----- PASSAGE FOR REVIEW -----

Wednesday, July 26, 2023

Youth Vote Trend Should Terrify Republicans

 

Data from the Harvard Youth Poll obtained by the Washington Post's Greg Sargent should terrify MAGA Republicans as we move into the 2024 elections and beyond. Starting in the 2018 mid-term elections, the youth vote (18 - 29 year olds) came out in substantial numbers for Democrats and denied Republicans control of Congress. Likewise in 2020 and the 2022 mid-terms, the youth vote proved a powerful force for the Democrats, who echoed their views on women's reproductive rights, gun safety, climate change, and economic inequality. From Sargent's report:

"John Della Volpe, director of the poll, refers to those issues as the “big four.” They all speak to the sense of precarity that young voters feel about their physical safety, their economic future, their basic rights and even the ecological stability of the planet.

----- PROVIDED RECORDS -----

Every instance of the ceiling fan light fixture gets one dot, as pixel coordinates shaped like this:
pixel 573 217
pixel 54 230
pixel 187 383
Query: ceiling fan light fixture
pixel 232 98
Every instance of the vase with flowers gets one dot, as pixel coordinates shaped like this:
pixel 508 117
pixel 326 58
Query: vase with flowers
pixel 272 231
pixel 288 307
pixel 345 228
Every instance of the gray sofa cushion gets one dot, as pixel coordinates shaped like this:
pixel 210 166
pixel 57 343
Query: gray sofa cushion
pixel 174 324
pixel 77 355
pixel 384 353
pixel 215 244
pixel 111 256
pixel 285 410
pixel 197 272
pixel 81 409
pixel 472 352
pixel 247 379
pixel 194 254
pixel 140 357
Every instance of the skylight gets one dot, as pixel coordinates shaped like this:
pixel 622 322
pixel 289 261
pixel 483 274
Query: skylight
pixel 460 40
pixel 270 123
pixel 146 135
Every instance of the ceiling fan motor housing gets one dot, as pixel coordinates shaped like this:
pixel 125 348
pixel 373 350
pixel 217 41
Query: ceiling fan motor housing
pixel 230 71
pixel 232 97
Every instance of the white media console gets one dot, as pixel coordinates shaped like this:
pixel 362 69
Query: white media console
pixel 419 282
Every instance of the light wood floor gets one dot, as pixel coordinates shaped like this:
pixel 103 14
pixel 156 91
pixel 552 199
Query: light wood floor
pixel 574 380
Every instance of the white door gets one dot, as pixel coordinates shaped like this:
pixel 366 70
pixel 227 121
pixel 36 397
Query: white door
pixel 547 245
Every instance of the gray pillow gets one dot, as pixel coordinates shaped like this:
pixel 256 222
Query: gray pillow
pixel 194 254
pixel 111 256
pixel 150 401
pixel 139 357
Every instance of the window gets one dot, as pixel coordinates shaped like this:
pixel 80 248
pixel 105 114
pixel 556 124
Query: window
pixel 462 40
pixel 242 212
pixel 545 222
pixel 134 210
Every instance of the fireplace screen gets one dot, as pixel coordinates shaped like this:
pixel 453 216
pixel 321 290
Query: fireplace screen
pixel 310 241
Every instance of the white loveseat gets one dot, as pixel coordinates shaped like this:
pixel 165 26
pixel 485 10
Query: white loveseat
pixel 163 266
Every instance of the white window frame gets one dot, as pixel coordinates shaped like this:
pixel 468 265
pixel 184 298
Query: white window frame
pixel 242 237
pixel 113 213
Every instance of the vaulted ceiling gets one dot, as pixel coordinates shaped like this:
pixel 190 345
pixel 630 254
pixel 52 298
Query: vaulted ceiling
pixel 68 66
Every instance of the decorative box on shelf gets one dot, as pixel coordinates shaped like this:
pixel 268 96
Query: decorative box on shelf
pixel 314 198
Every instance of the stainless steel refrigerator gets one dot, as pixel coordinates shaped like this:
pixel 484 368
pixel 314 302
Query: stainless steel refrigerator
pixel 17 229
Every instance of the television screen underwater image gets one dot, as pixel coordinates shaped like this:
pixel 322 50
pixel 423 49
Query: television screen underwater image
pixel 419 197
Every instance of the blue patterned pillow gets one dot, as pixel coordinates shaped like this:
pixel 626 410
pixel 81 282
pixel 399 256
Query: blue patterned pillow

-----

EXERCISE:
Continue the blog post on the youth vote and Republicans from the point where it stops.

RESPONSE TO THE TASK:
'This generation has never felt secure — personally, physically, financially,' Della Volpe told me.  [snip]

Sizable majorities now reject the idea that same-sex relationships are morally wrong (53 percent), support stricter gun laws (63 percent) and want government to provide basic necessities (62 percent).

Meanwhile, support for government doing more to curb climate change soared to 57 percent in 2020 before subsiding to 50 percent this year. That small dip may reflect preoccupation with economic doldrums unleashed by covid-19. While that 50 percent could be higher, the issue has seen a 21-point shift, and the polling question asks if respondents want action on climate 'even at the expense of economic growth.'

Many of today’s 18-to-29-year-olds, who are mostly older Gen Z Americans plus the tail end of the Millennial generation, lived their formative years during the Great Recession and the election of Trump. What’s more, these new voters are politically coming of age during a remarkable confluence of events that appear to be conspiring in an improbable way to push them to the left." (our emphasis)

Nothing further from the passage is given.